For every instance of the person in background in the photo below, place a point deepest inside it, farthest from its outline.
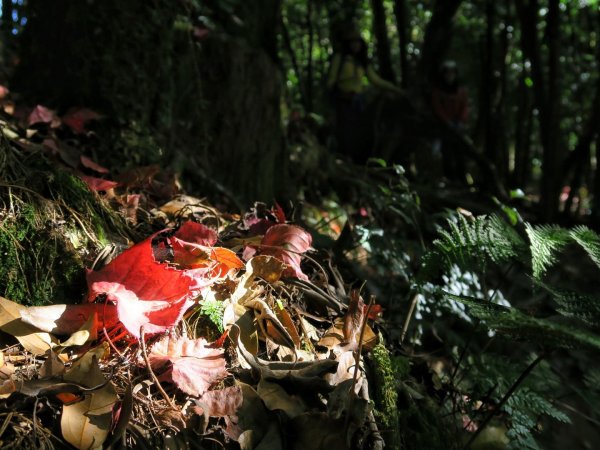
(450, 104)
(347, 80)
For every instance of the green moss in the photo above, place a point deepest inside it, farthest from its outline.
(386, 394)
(37, 267)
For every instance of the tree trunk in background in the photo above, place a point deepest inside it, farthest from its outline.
(382, 41)
(523, 132)
(132, 63)
(546, 91)
(486, 108)
(402, 24)
(438, 35)
(309, 62)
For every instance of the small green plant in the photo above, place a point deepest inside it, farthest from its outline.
(213, 309)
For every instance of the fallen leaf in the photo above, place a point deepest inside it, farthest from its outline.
(287, 243)
(275, 397)
(77, 118)
(219, 402)
(86, 424)
(147, 293)
(41, 114)
(67, 319)
(266, 267)
(195, 366)
(31, 338)
(316, 431)
(98, 184)
(90, 164)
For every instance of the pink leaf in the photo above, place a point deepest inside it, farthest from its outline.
(197, 233)
(195, 367)
(41, 114)
(146, 292)
(90, 164)
(98, 184)
(220, 402)
(287, 243)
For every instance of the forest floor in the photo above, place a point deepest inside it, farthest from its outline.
(138, 316)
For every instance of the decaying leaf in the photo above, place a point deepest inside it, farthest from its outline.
(31, 338)
(147, 293)
(266, 267)
(195, 366)
(220, 402)
(287, 243)
(317, 431)
(86, 424)
(275, 397)
(67, 319)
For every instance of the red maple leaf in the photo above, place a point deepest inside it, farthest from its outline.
(195, 367)
(147, 293)
(287, 243)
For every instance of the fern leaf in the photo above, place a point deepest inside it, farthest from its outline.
(512, 322)
(574, 304)
(545, 243)
(589, 241)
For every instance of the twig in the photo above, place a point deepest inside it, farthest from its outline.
(357, 359)
(504, 399)
(411, 310)
(151, 372)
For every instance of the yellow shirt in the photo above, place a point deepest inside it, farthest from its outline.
(350, 77)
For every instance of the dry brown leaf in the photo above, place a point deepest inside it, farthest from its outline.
(266, 267)
(275, 397)
(195, 366)
(269, 323)
(31, 338)
(86, 424)
(220, 402)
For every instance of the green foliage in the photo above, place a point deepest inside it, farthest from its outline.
(472, 244)
(476, 245)
(546, 242)
(213, 309)
(36, 267)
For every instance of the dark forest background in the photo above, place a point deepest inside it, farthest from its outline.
(215, 81)
(229, 98)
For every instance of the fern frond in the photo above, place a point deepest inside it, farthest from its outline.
(512, 322)
(545, 243)
(589, 241)
(574, 304)
(471, 245)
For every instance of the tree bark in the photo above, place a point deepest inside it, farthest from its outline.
(215, 102)
(382, 42)
(546, 93)
(438, 35)
(401, 13)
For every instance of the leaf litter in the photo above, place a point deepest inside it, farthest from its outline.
(136, 364)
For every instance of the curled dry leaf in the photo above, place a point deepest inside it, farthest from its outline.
(98, 184)
(91, 164)
(32, 339)
(41, 114)
(67, 319)
(86, 424)
(195, 366)
(77, 118)
(220, 402)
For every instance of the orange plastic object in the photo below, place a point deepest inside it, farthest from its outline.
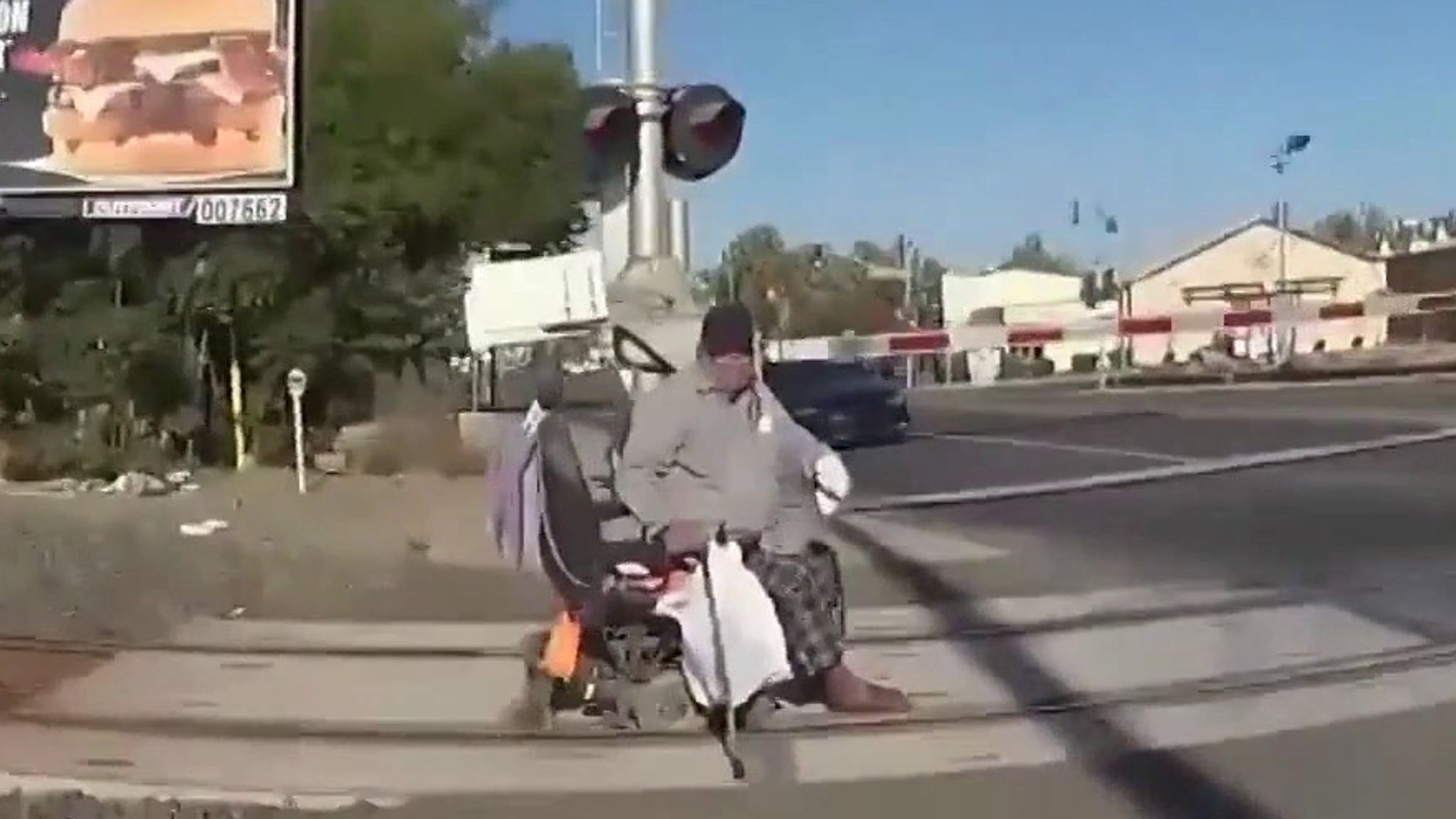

⁂

REQUIREMENT:
Copy the material above exactly and drop the pictures.

WORKED ANSWER:
For every instance of the person in background in the photo below, place a point deepest inside it, farthest from its outline.
(450, 104)
(347, 80)
For every instance of the green moss in the photo above, place a point deepest inside it, farthest from its outline.
(386, 394)
(37, 267)
For every instance of the tree trunk in background in the photo above, place a point deepest inside it, farthest from its outline.
(382, 41)
(523, 132)
(132, 63)
(546, 91)
(486, 108)
(402, 24)
(438, 35)
(309, 62)
For every instance of the small green plant in the photo above, place a point deepest inside it, farthest from its outline.
(213, 309)
For every instance of the fallen leaf in the photo above, place a point deepest inside it, farthest from its outline.
(287, 243)
(275, 397)
(77, 118)
(219, 402)
(86, 424)
(147, 293)
(41, 114)
(67, 319)
(266, 267)
(195, 366)
(31, 338)
(316, 431)
(98, 184)
(90, 164)
For every instance of the pink leaf in the photo above, place a point deepest inside it, farthest from its outline.
(197, 233)
(195, 367)
(41, 114)
(146, 292)
(90, 164)
(98, 184)
(220, 402)
(287, 243)
For every instance of the forest floor in the photo above, place a point deepest inside it, farthest from its outline.
(138, 316)
For every instance of the decaying leaf in the photo above, place a point deepest inside it, farthest from its outline.
(31, 338)
(147, 293)
(266, 267)
(195, 366)
(220, 402)
(287, 243)
(317, 431)
(86, 424)
(275, 397)
(67, 319)
For every instance of the red maple leaf in the photo above, place a point deepest inside it, farthest from its outline.
(195, 367)
(147, 293)
(287, 243)
For every instance of the fern leaf in the photo above, place a point deepest inside it, farthest from its outline.
(512, 322)
(574, 304)
(545, 243)
(589, 241)
For every instance of the twig in the photo above, place a point deepest inside it, farthest from its outline.
(357, 359)
(504, 399)
(411, 310)
(151, 372)
For every instance of the yellow shirt in the photo above, place a point deepest inside it, farthest from its outline.
(350, 77)
For every instance of the dry brown leaf in the photo above, place a point deepest inside it, farthest from its outline.
(266, 267)
(275, 397)
(195, 366)
(269, 323)
(31, 338)
(86, 424)
(220, 402)
For every instance of the green foliage in the photo above, place a point deepest inside it, farthest from its outline.
(472, 244)
(476, 245)
(546, 242)
(213, 309)
(36, 267)
For every instance of the dark forest background in the photo above, place a point deepest inside it, farthest from its outline.
(215, 81)
(229, 98)
For every instance of the fern frond in the photo above, place a point deepest inside it, farthest from its outline.
(512, 322)
(545, 243)
(589, 241)
(574, 304)
(471, 245)
For every instance of the tree bark in the photo above, place a point deepest inside it, farthest from its outline.
(215, 102)
(382, 42)
(546, 93)
(438, 35)
(401, 13)
For every instance of the leaf litter in the photo above, place a point deepest inside it, farthest from its outline.
(136, 364)
For every instance of the curled dry leaf in the photo above, place a point deepest inside it, farthest from its outline.
(98, 184)
(91, 164)
(32, 339)
(41, 114)
(67, 319)
(86, 424)
(195, 366)
(77, 118)
(220, 402)
For every instance of the orange plastic object in the photo below, place a point deepest inside it, farthest from its outline.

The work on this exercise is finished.